**BLOK TEKS**
Perusahaan Raksasa Batu Bara Mulai Konversi ke Bisnis EBT, Siapa Saja?
Asosiasi Pertambangan Batu Bara Indonesia (APBI) terus berupaya memastikan implementasi transisi energi di sisi penambang dapat berjalan konsisten. Hal itu dilakukan melalui manuver sejumlah pelaku usaha yang secara bertahap mengambil langkah untuk mendiversifikasikan bisnis di sektor pengadaan energi.
Direktur Eksekutif APBI, Hendra Sinadia, mengatakan sejumlah pelaku usaha pertambangan batu bara telah merambah bisnis pengembangan energi baru dan terbarukan atau EBT. Langkah tersebut merupakan upaya mengurangi emisi karbon di sektor pertambangan dan energi.
"Ini adalah sesuatu yang menjadi prioritas bagi anggota kami, mereka sudah melakukan transformasi. Jadi mereka bergerak maju untuk mengubah bisnisnya," kata Hendra dalam diskusi virtual bertajuk 'Financing Indonesia's Energy Transition & the 20 billion dollar JETP deal' pada Jumat (25/11).

**URAIAN TUGAS**
Salinlah dengan persis bagian teks tentang perusahaan batu bara yang beralih ke bisnis EBT, dimulai dari "Asosiasi Pertambangan Batu" dan diakhiri pada "sektor pengadaan energi.". Baris data sesudah ini tidak digunakan sama sekali dalam latihan ini.

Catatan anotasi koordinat

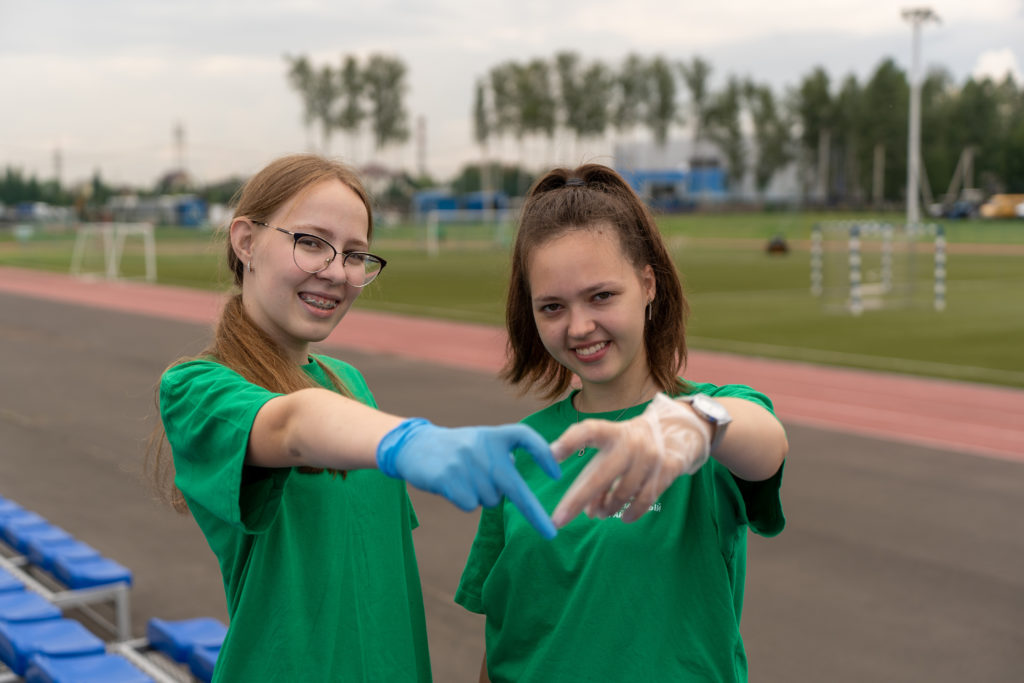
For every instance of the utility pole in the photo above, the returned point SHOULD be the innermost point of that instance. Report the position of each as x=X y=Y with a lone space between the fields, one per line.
x=916 y=16
x=421 y=145
x=179 y=145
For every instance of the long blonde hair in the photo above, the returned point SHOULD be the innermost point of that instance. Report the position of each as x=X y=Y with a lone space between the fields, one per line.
x=238 y=342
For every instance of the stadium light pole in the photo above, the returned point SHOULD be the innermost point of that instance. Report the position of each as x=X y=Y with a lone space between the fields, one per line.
x=916 y=16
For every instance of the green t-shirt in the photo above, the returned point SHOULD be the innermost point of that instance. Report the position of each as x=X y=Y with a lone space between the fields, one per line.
x=320 y=570
x=658 y=599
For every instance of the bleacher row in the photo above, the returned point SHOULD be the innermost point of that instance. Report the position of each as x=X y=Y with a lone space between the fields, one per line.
x=45 y=571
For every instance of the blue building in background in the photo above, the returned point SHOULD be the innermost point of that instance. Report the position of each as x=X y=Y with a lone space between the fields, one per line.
x=426 y=201
x=677 y=189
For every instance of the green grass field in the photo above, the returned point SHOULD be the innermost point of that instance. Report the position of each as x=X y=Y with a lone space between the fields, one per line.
x=742 y=300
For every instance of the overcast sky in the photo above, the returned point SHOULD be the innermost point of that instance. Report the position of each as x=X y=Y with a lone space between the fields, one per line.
x=107 y=81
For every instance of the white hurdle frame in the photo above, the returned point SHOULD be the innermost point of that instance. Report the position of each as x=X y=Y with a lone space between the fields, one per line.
x=857 y=289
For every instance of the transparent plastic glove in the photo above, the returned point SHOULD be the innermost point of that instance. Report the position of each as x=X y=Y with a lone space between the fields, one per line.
x=469 y=466
x=637 y=460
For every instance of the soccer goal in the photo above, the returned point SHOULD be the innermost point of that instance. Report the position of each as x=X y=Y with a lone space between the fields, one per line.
x=110 y=240
x=467 y=228
x=869 y=265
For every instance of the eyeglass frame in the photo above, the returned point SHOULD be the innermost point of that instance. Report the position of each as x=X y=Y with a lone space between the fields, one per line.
x=327 y=263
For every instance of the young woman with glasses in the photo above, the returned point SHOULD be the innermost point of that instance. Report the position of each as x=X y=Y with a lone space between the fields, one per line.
x=648 y=584
x=294 y=476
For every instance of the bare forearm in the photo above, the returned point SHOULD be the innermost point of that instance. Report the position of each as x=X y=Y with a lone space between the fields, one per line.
x=755 y=443
x=317 y=428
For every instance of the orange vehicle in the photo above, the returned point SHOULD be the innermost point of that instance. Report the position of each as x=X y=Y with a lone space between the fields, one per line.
x=1003 y=206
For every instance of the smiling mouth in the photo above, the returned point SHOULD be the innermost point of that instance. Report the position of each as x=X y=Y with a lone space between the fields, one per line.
x=323 y=303
x=587 y=351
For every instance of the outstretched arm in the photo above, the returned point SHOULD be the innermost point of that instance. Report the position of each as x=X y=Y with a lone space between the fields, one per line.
x=469 y=466
x=638 y=459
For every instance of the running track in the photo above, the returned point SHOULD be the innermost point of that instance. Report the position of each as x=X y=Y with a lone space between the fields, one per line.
x=961 y=417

**PEMBAHASAN JAWABAN**
Asosiasi Pertambangan Batu Bara Indonesia (APBI) terus berupaya memastikan implementasi transisi energi di sisi penambang dapat berjalan konsisten. Hal itu dilakukan melalui manuver sejumlah pelaku usaha yang secara bertahap mengambil langkah untuk mendiversifikasikan bisnis di sektor pengadaan energi.